Required work |
Extract every line below, verbatim.
— start of Provided material —
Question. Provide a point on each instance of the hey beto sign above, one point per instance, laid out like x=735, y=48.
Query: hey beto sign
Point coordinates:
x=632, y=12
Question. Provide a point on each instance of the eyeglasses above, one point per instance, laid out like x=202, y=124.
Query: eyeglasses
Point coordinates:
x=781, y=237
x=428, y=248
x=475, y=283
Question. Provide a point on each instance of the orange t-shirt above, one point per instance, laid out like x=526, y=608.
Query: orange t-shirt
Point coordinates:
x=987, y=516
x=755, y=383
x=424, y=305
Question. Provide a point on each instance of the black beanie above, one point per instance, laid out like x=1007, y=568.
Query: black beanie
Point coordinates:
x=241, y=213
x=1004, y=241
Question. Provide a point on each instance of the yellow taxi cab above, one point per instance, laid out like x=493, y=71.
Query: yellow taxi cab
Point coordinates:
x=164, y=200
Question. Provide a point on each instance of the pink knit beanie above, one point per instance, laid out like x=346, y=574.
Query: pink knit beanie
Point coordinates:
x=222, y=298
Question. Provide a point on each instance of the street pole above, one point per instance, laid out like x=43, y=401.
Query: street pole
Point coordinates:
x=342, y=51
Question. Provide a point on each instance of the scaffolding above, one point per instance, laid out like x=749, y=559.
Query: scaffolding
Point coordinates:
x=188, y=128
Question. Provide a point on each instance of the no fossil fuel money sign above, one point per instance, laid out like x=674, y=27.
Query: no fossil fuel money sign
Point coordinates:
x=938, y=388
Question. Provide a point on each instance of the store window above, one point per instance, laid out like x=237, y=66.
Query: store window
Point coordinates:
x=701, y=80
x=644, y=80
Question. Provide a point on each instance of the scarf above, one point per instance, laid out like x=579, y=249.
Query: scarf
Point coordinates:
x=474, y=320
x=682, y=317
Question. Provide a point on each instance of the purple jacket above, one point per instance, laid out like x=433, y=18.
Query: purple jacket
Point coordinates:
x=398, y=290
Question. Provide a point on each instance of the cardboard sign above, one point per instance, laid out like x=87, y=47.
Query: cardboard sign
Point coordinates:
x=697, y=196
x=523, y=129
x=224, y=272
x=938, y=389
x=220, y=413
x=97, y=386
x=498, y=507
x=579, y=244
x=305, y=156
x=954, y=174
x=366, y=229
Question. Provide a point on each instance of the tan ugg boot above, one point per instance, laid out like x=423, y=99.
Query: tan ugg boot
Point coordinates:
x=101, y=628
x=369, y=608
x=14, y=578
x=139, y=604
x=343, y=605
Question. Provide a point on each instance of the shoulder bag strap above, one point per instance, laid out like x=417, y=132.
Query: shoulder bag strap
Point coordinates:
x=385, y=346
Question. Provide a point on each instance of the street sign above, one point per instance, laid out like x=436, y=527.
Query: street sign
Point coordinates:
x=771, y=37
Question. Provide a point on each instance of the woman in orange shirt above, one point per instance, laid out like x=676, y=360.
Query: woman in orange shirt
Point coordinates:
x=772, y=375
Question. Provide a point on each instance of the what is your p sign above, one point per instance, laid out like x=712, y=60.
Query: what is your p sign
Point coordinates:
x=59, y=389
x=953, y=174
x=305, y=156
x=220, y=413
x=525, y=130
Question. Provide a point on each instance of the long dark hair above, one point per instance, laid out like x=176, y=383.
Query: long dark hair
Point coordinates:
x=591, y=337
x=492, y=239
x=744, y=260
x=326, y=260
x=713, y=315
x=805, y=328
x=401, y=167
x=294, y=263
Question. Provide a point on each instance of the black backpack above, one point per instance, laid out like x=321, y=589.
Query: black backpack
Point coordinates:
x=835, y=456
— end of Provided material —
Reply to the exercise |
Question. Provide a point on each instance of the hey beto sign above, one point per instance, laid out like x=735, y=48.
Query: hey beto sign
Point coordinates:
x=632, y=12
Question. Provide a point on each instance of the eyeglasses above, one point per instance, laid out like x=202, y=124.
Query: eyeglasses
Point coordinates:
x=781, y=237
x=428, y=248
x=475, y=283
Question. Provide a point on each instance of the orange t-shirt above, one point per instance, laid out like x=526, y=608.
Query: orange t-shirt
Point coordinates:
x=987, y=516
x=755, y=383
x=424, y=305
Question. Provide a point on each instance of the black beanie above, one point per instance, laid out like x=1007, y=568.
Query: black beanie
Point coordinates:
x=241, y=213
x=1004, y=241
Question. Provide a point on each instance of the yellow taxi cab above, one point per instance, laid out like x=493, y=71.
Query: yellow taxi cab
Point coordinates:
x=164, y=200
Question. Provide a point on each instance of the pink knit beanie above, one point per instance, laid out like x=346, y=574.
Query: pink knit beanie
Point coordinates:
x=222, y=298
Question. Provide a point on each instance of the street pole above, one point per instance, laid out like x=43, y=401.
Query: street pole
Point coordinates:
x=342, y=51
Question. Provide a point on each instance of the scaffolding above, one point per instance, laid out like x=749, y=559.
Query: scaffolding
Point coordinates:
x=188, y=128
Question. Provide a point on each instance of the no fossil fuel money sign above, one point per instance, laid out like x=674, y=27.
Query: no fossil fuel money sign
Point coordinates:
x=938, y=388
Question. Provide a point on each instance of the store window above, one point per instance, laid out like x=237, y=66.
Query: store window
Point coordinates:
x=701, y=80
x=644, y=80
Question. Provide a point on each instance of the scarf above, one point per instance, laid out like x=579, y=249.
Query: scarf
Point coordinates:
x=474, y=320
x=682, y=317
Question. Provide a point on each instance of the purple jacket above, one point per instance, laid out like x=433, y=18.
Query: purple jacket
Point coordinates:
x=398, y=290
Question. Provide a point on each instance of the cardboard sign above, one point per instance, laid out like x=87, y=47.
Query: cardboard sign
Point coordinates:
x=697, y=196
x=523, y=129
x=224, y=272
x=938, y=389
x=220, y=413
x=97, y=386
x=498, y=507
x=579, y=244
x=305, y=156
x=954, y=174
x=366, y=229
Question. Provide a point on each instance of the tan ugg boot above, one point per instance, laid out like x=423, y=99.
Query: tan ugg boot
Point coordinates:
x=101, y=628
x=369, y=608
x=14, y=578
x=139, y=604
x=343, y=605
Question. Provide a point on each instance of the shoulder bag strap above, one point per instance, laid out like x=417, y=132.
Query: shoulder bag strap
Point coordinates:
x=385, y=346
Question. Provide a point on each instance of the street sign above, one point per instance, laid out like x=436, y=527.
Query: street sign
Point coordinates:
x=771, y=37
Question. Provide a point on each instance of the woman in orange shirt above, one point per instance, laid out like x=676, y=360.
Query: woman in orange shirt
Point coordinates:
x=772, y=375
Question. Provide a point on each instance of the what is your p sign above, one point per instance, laid out like x=712, y=60.
Query: what is your p sign
Point coordinates:
x=59, y=389
x=953, y=174
x=305, y=156
x=220, y=413
x=525, y=130
Question. Provide a point on each instance of the long dark hair above, one point per instance, laid out like x=176, y=383.
Query: long dark hair
Point coordinates:
x=591, y=337
x=492, y=239
x=744, y=260
x=326, y=260
x=713, y=315
x=805, y=328
x=401, y=167
x=294, y=263
Question. Provide a point on each instance of the black backpack above, one point per instance, laid out like x=321, y=589.
Query: black backpack
Point coordinates:
x=835, y=456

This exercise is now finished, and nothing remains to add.